╭─ Provided records

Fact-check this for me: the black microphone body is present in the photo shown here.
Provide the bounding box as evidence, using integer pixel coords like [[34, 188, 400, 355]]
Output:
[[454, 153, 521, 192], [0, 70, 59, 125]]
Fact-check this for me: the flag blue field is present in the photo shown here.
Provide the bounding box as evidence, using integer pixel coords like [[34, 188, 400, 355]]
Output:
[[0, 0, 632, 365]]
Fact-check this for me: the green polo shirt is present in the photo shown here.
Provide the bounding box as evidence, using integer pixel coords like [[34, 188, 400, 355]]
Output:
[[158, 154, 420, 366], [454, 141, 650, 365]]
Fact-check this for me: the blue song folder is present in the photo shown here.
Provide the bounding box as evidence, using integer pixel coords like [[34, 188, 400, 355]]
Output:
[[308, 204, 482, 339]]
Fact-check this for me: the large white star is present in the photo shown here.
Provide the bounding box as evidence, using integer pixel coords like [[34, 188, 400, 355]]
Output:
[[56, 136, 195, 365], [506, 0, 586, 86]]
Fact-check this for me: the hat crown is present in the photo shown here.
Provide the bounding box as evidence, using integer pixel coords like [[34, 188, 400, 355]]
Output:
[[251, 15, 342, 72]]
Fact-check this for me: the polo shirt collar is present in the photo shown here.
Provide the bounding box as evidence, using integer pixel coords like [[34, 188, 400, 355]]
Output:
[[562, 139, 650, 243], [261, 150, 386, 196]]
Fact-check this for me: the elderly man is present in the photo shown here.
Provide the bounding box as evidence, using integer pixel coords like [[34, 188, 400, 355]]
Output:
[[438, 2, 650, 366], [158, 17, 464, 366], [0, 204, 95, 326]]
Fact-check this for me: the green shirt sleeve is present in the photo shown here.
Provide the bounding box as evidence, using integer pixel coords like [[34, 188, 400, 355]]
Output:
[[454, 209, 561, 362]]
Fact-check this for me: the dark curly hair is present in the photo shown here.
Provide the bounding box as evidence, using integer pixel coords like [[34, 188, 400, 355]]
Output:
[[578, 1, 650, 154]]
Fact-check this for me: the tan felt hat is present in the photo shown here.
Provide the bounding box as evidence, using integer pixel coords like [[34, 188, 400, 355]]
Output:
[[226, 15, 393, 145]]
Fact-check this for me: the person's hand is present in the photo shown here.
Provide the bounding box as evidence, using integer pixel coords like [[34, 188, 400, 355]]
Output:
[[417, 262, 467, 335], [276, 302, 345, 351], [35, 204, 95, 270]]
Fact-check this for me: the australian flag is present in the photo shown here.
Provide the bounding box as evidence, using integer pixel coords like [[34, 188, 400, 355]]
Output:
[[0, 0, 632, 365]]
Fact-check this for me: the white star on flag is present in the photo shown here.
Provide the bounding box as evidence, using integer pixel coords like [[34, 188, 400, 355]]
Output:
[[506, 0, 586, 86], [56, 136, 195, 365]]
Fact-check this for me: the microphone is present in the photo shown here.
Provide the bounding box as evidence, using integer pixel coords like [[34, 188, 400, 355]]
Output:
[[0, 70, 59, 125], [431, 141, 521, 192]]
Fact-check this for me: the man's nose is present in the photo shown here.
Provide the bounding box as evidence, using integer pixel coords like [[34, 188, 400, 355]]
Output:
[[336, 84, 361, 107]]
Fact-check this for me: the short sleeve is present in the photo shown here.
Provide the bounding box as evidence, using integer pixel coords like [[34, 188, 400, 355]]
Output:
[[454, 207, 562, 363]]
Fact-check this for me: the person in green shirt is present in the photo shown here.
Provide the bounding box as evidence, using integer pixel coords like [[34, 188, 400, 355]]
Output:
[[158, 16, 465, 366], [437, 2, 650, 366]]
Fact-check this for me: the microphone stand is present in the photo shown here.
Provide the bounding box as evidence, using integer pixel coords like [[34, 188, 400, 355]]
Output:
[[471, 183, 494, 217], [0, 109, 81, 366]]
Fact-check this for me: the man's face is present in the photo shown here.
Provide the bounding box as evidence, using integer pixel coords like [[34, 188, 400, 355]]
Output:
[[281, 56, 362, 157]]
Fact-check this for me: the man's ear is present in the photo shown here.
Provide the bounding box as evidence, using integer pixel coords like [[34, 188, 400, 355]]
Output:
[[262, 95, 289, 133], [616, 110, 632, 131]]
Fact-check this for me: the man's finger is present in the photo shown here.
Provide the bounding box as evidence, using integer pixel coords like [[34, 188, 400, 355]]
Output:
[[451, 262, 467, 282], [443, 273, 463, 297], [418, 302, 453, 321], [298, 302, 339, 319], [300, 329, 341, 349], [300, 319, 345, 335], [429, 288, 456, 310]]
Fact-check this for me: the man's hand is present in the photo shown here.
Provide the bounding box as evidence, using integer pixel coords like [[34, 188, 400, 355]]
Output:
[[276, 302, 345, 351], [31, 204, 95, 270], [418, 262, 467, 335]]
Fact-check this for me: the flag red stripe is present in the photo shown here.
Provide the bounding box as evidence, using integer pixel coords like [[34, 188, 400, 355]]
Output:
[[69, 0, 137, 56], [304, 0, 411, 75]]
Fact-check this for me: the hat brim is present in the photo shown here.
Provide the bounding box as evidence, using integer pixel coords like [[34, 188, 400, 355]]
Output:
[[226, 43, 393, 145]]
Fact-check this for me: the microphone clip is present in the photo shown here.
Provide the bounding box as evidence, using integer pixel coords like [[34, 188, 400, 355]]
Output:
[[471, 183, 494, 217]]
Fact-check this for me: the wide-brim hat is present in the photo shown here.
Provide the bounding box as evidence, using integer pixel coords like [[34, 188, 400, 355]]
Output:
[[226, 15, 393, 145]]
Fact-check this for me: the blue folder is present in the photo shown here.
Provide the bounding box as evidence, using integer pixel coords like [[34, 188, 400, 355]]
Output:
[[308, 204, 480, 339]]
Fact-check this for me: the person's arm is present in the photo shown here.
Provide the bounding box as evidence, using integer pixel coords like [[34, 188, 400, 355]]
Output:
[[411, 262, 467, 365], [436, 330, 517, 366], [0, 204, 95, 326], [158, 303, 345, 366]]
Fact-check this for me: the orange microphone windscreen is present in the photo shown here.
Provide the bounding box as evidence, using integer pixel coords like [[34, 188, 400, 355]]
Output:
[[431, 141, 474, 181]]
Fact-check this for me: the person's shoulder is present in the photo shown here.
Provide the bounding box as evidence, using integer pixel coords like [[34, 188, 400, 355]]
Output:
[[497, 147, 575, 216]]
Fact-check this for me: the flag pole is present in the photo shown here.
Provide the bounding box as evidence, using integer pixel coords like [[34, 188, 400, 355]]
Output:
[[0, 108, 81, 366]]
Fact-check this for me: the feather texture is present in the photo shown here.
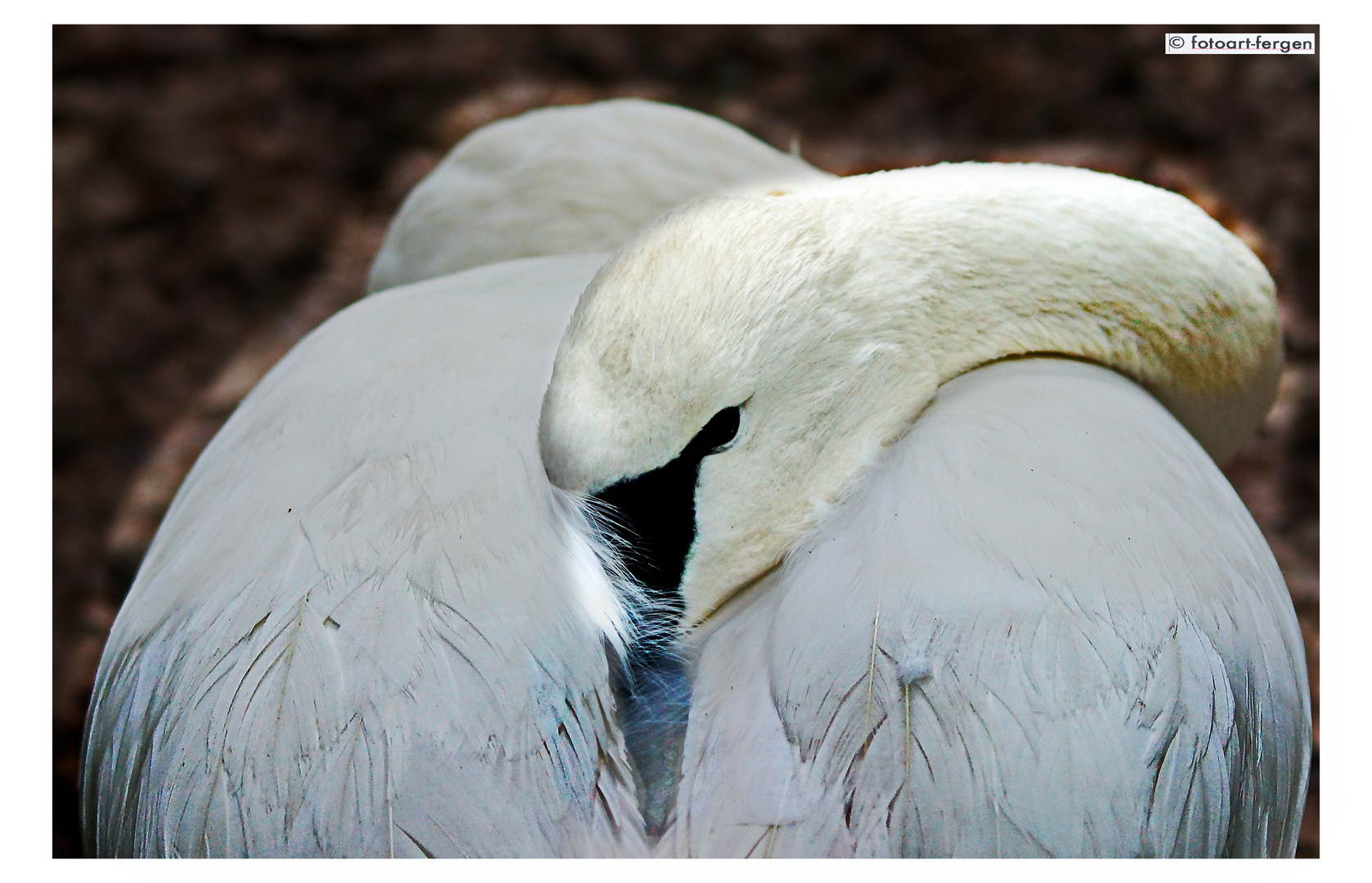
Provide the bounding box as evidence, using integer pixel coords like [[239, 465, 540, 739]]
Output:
[[669, 359, 1310, 857], [83, 257, 645, 855]]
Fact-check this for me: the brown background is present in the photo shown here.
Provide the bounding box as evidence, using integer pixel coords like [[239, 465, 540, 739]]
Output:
[[52, 26, 1320, 855]]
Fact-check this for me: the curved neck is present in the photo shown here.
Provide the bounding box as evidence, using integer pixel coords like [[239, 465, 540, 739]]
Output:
[[809, 164, 1281, 462]]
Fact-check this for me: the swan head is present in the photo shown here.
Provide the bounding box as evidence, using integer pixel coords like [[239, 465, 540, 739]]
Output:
[[540, 189, 937, 624], [539, 164, 1280, 625]]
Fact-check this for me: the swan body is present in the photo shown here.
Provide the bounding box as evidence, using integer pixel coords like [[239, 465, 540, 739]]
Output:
[[83, 101, 1310, 855]]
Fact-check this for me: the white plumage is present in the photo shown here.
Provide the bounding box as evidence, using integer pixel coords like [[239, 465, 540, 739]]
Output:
[[83, 101, 1310, 855]]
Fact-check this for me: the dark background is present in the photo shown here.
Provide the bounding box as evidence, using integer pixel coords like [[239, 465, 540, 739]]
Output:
[[52, 26, 1320, 855]]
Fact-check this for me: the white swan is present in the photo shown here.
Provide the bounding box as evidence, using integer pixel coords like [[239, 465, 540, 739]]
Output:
[[83, 96, 1310, 855]]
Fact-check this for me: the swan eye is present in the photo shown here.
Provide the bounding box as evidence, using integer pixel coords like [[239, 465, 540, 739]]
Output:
[[686, 406, 741, 456]]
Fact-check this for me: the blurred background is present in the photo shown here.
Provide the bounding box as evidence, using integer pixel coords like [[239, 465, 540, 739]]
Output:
[[52, 25, 1320, 857]]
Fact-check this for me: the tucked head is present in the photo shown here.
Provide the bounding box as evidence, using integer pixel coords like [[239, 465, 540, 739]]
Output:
[[540, 196, 935, 622], [539, 164, 1280, 624]]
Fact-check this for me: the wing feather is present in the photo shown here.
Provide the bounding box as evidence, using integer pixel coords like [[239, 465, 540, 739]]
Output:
[[83, 257, 643, 855], [672, 359, 1310, 855]]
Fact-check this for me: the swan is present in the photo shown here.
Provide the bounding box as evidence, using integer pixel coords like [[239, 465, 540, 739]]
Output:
[[83, 101, 1310, 857]]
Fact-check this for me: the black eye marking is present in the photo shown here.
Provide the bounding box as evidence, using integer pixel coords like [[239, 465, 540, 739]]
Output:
[[682, 406, 739, 459], [595, 406, 742, 836]]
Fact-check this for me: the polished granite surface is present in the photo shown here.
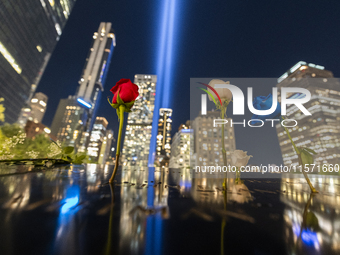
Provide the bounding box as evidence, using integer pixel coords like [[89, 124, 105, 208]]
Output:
[[0, 164, 340, 255]]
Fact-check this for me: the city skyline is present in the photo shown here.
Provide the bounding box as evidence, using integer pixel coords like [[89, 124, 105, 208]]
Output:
[[22, 0, 340, 165], [0, 0, 75, 125], [51, 22, 116, 152]]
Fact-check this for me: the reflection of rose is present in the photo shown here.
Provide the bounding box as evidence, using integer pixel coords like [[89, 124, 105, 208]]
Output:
[[231, 150, 252, 167], [110, 79, 139, 105], [208, 79, 233, 102], [230, 183, 251, 204]]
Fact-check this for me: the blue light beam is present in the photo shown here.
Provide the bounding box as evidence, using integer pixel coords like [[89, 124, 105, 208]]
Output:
[[149, 0, 181, 166]]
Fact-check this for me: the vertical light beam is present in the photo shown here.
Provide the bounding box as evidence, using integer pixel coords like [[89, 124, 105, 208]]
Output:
[[149, 0, 177, 166]]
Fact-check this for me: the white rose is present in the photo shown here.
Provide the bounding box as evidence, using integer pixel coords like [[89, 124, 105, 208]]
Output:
[[231, 150, 252, 167], [208, 79, 233, 103]]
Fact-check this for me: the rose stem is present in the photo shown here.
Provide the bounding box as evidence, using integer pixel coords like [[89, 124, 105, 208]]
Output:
[[221, 105, 227, 190], [109, 105, 125, 183]]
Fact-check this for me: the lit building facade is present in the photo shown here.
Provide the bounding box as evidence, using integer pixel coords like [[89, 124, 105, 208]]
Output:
[[169, 121, 194, 168], [0, 0, 75, 123], [51, 96, 89, 146], [51, 22, 116, 152], [18, 92, 48, 127], [122, 74, 157, 166], [155, 108, 172, 166], [276, 61, 340, 165], [191, 111, 236, 166], [87, 117, 109, 162], [76, 22, 116, 152]]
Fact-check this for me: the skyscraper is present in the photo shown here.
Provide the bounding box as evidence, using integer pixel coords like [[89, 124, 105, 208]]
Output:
[[51, 96, 87, 146], [276, 61, 340, 165], [87, 117, 109, 162], [191, 111, 236, 166], [155, 108, 172, 166], [0, 0, 75, 123], [169, 121, 194, 168], [51, 22, 116, 149], [18, 92, 48, 127], [122, 74, 157, 166]]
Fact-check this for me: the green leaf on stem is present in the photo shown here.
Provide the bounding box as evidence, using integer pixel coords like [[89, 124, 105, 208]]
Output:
[[117, 90, 124, 105], [306, 212, 320, 232], [124, 100, 135, 109], [303, 148, 317, 155], [300, 150, 314, 166], [63, 146, 74, 154]]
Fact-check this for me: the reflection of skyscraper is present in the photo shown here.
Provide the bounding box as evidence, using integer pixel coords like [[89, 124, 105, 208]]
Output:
[[18, 92, 48, 127], [52, 22, 116, 149], [155, 108, 172, 166], [0, 0, 75, 123], [276, 61, 340, 164], [192, 111, 236, 166], [280, 176, 340, 254], [122, 74, 157, 166]]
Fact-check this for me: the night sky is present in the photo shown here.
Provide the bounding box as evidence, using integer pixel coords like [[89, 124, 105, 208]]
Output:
[[37, 0, 340, 164]]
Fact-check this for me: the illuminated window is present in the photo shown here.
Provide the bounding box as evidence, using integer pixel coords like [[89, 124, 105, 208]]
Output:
[[0, 42, 22, 74]]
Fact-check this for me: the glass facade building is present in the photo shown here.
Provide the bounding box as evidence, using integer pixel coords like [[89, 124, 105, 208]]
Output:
[[169, 121, 194, 168], [276, 61, 340, 166], [87, 117, 109, 162], [154, 108, 172, 166], [0, 0, 75, 124], [18, 92, 48, 127], [191, 111, 236, 166], [51, 22, 116, 152], [51, 96, 89, 146], [122, 74, 157, 166]]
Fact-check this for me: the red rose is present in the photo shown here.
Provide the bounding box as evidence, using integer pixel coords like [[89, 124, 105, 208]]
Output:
[[110, 79, 139, 107]]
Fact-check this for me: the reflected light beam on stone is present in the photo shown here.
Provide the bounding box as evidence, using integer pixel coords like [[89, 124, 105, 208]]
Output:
[[149, 0, 177, 166]]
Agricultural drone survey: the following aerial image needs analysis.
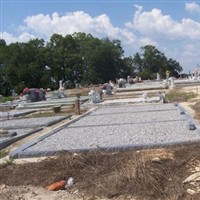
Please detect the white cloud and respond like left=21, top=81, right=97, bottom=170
left=24, top=11, right=136, bottom=42
left=126, top=6, right=200, bottom=40
left=185, top=1, right=200, bottom=13
left=1, top=5, right=200, bottom=73
left=0, top=32, right=36, bottom=44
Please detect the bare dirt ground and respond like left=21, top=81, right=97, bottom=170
left=0, top=86, right=200, bottom=200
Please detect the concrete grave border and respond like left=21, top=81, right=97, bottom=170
left=0, top=116, right=70, bottom=150
left=0, top=128, right=43, bottom=150
left=9, top=104, right=200, bottom=159
left=9, top=108, right=98, bottom=158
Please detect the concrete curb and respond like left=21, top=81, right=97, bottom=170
left=9, top=104, right=200, bottom=158
left=9, top=108, right=98, bottom=158
left=9, top=140, right=200, bottom=159
left=0, top=128, right=43, bottom=150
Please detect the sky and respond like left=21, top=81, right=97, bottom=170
left=0, top=0, right=200, bottom=73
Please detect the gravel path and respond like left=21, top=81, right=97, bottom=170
left=20, top=104, right=200, bottom=152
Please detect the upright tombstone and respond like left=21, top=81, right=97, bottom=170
left=102, top=83, right=112, bottom=95
left=74, top=98, right=81, bottom=115
left=88, top=90, right=101, bottom=103
left=169, top=77, right=175, bottom=89
left=59, top=80, right=64, bottom=91
left=156, top=73, right=160, bottom=81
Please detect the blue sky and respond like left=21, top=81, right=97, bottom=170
left=0, top=0, right=200, bottom=73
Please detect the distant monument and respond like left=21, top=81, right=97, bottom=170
left=88, top=90, right=101, bottom=103
left=156, top=73, right=160, bottom=81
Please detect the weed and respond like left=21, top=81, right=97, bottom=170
left=166, top=89, right=197, bottom=102
left=0, top=159, right=14, bottom=169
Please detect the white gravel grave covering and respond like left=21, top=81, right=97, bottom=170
left=21, top=104, right=200, bottom=154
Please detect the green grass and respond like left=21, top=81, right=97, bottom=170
left=166, top=89, right=197, bottom=102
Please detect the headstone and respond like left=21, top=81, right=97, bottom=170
left=156, top=73, right=160, bottom=81
left=102, top=83, right=112, bottom=95
left=169, top=77, right=175, bottom=89
left=88, top=90, right=101, bottom=103
left=74, top=98, right=81, bottom=115
left=59, top=80, right=64, bottom=91
left=142, top=92, right=148, bottom=102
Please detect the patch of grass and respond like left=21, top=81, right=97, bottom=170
left=166, top=89, right=197, bottom=102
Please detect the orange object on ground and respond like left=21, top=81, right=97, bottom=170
left=47, top=181, right=66, bottom=191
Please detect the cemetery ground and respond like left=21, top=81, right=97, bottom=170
left=0, top=88, right=200, bottom=200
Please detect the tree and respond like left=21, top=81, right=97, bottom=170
left=133, top=45, right=182, bottom=79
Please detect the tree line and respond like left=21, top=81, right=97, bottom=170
left=0, top=33, right=182, bottom=95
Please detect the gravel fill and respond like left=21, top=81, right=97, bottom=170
left=0, top=116, right=67, bottom=129
left=21, top=104, right=200, bottom=154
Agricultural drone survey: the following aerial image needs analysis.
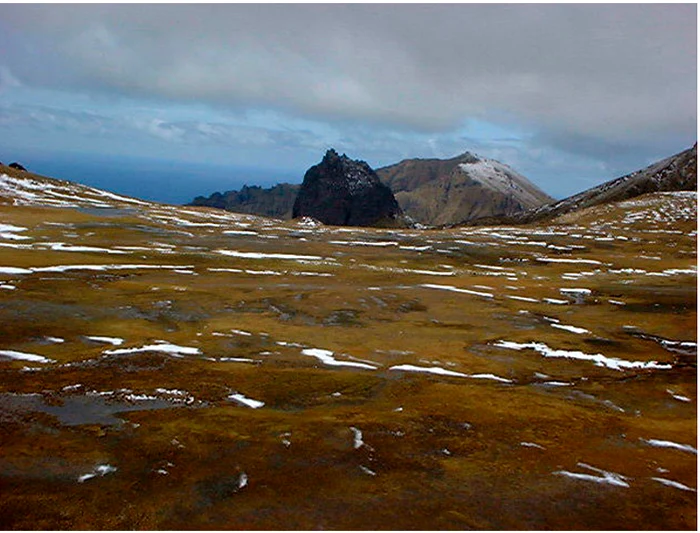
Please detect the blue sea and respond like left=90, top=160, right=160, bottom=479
left=9, top=153, right=304, bottom=208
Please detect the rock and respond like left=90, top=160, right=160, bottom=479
left=292, top=149, right=407, bottom=227
left=188, top=183, right=299, bottom=219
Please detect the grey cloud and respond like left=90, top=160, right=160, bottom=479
left=2, top=4, right=696, bottom=142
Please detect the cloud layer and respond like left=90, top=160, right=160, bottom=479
left=0, top=4, right=697, bottom=197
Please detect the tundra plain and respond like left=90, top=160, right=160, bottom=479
left=0, top=172, right=697, bottom=530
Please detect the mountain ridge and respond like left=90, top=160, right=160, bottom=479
left=456, top=142, right=697, bottom=225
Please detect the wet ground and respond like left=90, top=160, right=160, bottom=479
left=0, top=178, right=697, bottom=530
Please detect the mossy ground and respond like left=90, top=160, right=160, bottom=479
left=0, top=187, right=697, bottom=530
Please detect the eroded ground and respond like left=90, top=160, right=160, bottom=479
left=0, top=170, right=697, bottom=529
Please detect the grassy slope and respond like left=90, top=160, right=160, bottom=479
left=0, top=169, right=697, bottom=529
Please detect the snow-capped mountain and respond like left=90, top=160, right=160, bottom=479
left=377, top=152, right=552, bottom=225
left=515, top=143, right=698, bottom=222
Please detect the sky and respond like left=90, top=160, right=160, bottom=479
left=0, top=4, right=697, bottom=203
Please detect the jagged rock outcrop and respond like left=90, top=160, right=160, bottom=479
left=292, top=149, right=407, bottom=227
left=189, top=183, right=301, bottom=219
left=377, top=152, right=553, bottom=226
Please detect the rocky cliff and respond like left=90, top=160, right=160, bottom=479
left=190, top=183, right=300, bottom=219
left=292, top=149, right=406, bottom=226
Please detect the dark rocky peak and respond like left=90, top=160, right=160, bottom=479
left=454, top=152, right=481, bottom=164
left=292, top=148, right=403, bottom=226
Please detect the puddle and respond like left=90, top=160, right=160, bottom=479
left=0, top=393, right=190, bottom=426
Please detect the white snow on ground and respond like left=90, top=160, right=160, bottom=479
left=104, top=341, right=202, bottom=357
left=550, top=324, right=590, bottom=335
left=350, top=426, right=365, bottom=450
left=552, top=463, right=629, bottom=488
left=494, top=340, right=671, bottom=371
left=221, top=229, right=258, bottom=235
left=300, top=348, right=377, bottom=370
left=389, top=365, right=469, bottom=378
left=420, top=283, right=493, bottom=298
left=228, top=392, right=265, bottom=409
left=0, top=350, right=56, bottom=363
left=535, top=257, right=603, bottom=265
left=639, top=439, right=698, bottom=455
left=0, top=224, right=32, bottom=241
left=78, top=465, right=117, bottom=483
left=520, top=442, right=546, bottom=450
left=0, top=266, right=33, bottom=275
left=506, top=294, right=539, bottom=303
left=328, top=241, right=399, bottom=246
left=651, top=477, right=697, bottom=492
left=215, top=250, right=323, bottom=261
left=0, top=264, right=194, bottom=274
left=37, top=242, right=131, bottom=254
left=666, top=389, right=693, bottom=403
left=467, top=374, right=513, bottom=383
left=85, top=335, right=124, bottom=346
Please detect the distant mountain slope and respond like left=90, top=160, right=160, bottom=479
left=189, top=183, right=301, bottom=219
left=508, top=143, right=698, bottom=222
left=377, top=152, right=552, bottom=225
left=0, top=165, right=153, bottom=208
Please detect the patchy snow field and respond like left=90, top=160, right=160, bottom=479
left=0, top=171, right=697, bottom=530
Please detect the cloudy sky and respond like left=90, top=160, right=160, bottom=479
left=0, top=4, right=697, bottom=202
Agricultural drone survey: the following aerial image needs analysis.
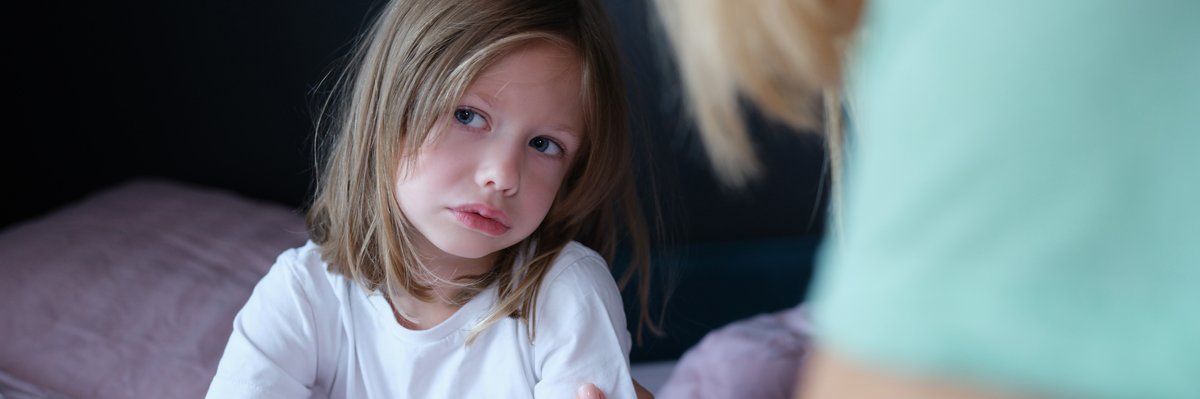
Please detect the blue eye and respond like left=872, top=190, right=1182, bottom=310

╰─

■ Task to complete
Change "black microphone body" to "silver microphone body" in everything from the start of the records down to the line containing "[[454, 153, 521, 192], [0, 70, 59, 125]]", and write those lines out again with nothing else altered.

■ Exercise solution
Fact-check this for me: the silver microphone body is present in the photo shown here.
Provide the bounding box as evidence, using integer pixel coords like [[34, 188, 400, 355]]
Output:
[[454, 153, 521, 192], [0, 70, 59, 125]]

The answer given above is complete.